Objective — Identify each line in the material below that contains the string "track" and copy those lines in full. Matching is case-sensitive.

Supplied material —
┏━━

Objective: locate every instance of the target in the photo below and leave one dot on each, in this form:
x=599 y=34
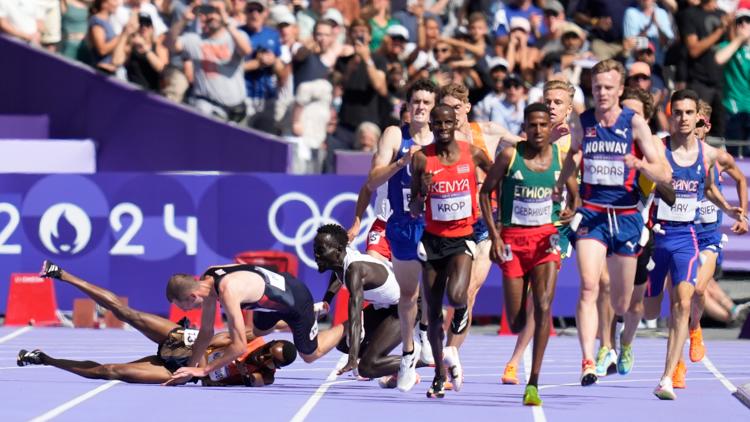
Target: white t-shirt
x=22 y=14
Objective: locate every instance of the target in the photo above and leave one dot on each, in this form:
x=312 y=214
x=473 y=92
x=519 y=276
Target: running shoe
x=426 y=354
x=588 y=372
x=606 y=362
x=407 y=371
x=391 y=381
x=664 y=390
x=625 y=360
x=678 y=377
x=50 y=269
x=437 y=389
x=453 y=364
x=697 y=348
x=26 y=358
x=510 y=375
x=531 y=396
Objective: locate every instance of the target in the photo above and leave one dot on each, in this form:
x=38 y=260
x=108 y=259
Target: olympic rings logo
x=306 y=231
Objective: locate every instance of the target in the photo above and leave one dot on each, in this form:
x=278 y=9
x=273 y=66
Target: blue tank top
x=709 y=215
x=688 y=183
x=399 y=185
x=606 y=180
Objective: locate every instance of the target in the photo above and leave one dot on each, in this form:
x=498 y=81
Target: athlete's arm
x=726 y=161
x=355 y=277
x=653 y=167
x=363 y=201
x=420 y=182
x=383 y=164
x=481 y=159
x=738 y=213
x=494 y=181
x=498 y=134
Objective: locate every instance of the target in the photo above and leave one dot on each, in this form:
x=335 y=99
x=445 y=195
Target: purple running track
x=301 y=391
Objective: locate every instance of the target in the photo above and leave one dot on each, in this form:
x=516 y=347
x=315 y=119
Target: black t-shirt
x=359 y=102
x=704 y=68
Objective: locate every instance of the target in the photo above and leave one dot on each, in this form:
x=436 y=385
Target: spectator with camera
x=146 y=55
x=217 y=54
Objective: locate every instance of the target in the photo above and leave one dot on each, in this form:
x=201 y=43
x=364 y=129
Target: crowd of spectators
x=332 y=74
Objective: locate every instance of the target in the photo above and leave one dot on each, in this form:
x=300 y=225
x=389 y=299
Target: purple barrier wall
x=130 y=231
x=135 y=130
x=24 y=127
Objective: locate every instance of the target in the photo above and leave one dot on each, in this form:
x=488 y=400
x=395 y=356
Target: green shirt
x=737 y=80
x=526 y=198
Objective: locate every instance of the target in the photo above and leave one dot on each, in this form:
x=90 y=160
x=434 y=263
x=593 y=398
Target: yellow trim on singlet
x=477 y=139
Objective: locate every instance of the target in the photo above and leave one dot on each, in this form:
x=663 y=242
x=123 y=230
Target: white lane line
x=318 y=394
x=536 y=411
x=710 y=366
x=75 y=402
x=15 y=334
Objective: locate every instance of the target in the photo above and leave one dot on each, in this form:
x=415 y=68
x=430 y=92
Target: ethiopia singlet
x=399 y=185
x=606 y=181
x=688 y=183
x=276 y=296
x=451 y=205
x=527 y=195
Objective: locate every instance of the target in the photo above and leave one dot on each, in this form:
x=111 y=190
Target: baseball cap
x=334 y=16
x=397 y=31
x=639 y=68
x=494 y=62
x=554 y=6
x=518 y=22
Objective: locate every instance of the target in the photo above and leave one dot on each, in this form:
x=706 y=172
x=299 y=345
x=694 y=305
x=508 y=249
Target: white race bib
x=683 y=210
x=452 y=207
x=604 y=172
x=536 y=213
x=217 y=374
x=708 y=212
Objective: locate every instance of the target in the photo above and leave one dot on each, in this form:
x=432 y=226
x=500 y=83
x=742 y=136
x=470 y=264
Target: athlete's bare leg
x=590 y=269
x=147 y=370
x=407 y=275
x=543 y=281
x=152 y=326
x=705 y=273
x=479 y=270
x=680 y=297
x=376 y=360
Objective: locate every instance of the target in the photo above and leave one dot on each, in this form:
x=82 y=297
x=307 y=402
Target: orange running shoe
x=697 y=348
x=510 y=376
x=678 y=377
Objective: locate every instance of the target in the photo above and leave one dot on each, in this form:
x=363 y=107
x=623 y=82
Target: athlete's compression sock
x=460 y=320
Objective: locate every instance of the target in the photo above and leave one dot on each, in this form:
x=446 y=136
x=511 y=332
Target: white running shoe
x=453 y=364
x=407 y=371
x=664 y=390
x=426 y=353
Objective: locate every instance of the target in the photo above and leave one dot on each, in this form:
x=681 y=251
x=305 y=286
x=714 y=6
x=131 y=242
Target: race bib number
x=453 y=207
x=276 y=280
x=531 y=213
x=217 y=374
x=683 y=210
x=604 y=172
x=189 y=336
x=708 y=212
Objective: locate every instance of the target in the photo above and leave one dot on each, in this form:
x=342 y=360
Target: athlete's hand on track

┗━━

The answer —
Target: purple running track
Target: athlete's hand on track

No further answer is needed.